[Work instructions]
Word for word, repeat each entry that follows.

[Material for the task]
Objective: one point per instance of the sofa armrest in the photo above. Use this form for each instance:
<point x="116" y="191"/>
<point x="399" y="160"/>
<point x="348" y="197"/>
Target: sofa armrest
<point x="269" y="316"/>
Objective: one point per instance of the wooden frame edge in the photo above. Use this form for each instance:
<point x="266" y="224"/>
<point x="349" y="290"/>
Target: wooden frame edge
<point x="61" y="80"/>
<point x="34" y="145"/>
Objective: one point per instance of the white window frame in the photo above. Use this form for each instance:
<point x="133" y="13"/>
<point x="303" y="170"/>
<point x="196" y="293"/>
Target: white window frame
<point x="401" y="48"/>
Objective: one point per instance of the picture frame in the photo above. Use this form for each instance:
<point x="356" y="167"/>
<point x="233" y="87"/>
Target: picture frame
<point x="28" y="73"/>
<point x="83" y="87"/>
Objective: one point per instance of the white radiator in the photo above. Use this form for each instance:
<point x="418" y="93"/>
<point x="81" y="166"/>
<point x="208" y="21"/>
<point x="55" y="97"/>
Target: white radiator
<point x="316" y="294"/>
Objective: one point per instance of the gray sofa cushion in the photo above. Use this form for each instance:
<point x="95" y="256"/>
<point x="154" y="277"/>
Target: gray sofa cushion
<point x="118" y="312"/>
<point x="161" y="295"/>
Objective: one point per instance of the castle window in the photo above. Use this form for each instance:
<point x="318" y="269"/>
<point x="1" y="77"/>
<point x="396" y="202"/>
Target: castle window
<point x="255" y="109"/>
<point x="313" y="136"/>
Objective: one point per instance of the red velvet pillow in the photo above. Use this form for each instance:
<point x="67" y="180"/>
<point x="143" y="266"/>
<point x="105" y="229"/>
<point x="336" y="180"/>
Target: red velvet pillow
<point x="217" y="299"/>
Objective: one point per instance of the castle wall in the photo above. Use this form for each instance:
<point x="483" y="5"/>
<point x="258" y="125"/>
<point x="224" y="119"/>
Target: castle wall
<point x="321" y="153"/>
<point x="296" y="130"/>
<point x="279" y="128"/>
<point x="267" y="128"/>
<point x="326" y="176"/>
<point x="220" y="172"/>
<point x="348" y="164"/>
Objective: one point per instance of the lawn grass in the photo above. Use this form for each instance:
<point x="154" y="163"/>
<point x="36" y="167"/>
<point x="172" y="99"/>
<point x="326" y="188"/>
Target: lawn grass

[Exercise answer]
Objective: one point per instance of the sofa armrest in the photo above. Use this form for each instance:
<point x="116" y="191"/>
<point x="399" y="160"/>
<point x="348" y="197"/>
Target: sofa armrest
<point x="269" y="316"/>
Objective: one point per instance of the wooden frame edge in the photo above. Use this form for each instance:
<point x="266" y="224"/>
<point x="349" y="290"/>
Target: wooden frame edge
<point x="61" y="80"/>
<point x="34" y="145"/>
Objective: one point per instance of the white window frame in the photo above. Use this form for each instance:
<point x="133" y="13"/>
<point x="303" y="170"/>
<point x="196" y="293"/>
Target: white window frame
<point x="401" y="48"/>
Objective: one point per instance of the picture frame in the photo above. Use this form for each instance:
<point x="356" y="167"/>
<point x="233" y="87"/>
Target: picture frame
<point x="28" y="73"/>
<point x="83" y="87"/>
Objective: one point per instance of the white radiator in the photo above. Use this form for each instance:
<point x="418" y="93"/>
<point x="81" y="166"/>
<point x="208" y="21"/>
<point x="55" y="97"/>
Target: white radiator
<point x="316" y="294"/>
Objective: one point per instance of the gray sofa cushion in the photo above. Use this form for each instance:
<point x="95" y="256"/>
<point x="154" y="277"/>
Target: gray sofa cushion
<point x="118" y="312"/>
<point x="161" y="295"/>
Objective: one point per instance of the castle window in the photo above. Use this form for each instance:
<point x="318" y="269"/>
<point x="1" y="77"/>
<point x="396" y="202"/>
Target: castle window
<point x="255" y="109"/>
<point x="313" y="136"/>
Objective: one point per instance of the red velvet pillow in the photo above. Use this form for each instance:
<point x="67" y="180"/>
<point x="143" y="266"/>
<point x="105" y="229"/>
<point x="336" y="180"/>
Target: red velvet pillow
<point x="217" y="299"/>
Objective: one point per instance of the castle wall in the photo above. Use this form for each instance:
<point x="483" y="5"/>
<point x="258" y="125"/>
<point x="224" y="119"/>
Target: castle wall
<point x="321" y="153"/>
<point x="296" y="130"/>
<point x="279" y="128"/>
<point x="267" y="128"/>
<point x="326" y="176"/>
<point x="220" y="172"/>
<point x="348" y="164"/>
Objective: one point per instance of the lawn grass in the photo above. Use this form for each instance:
<point x="154" y="163"/>
<point x="36" y="167"/>
<point x="172" y="99"/>
<point x="326" y="188"/>
Target: lawn grass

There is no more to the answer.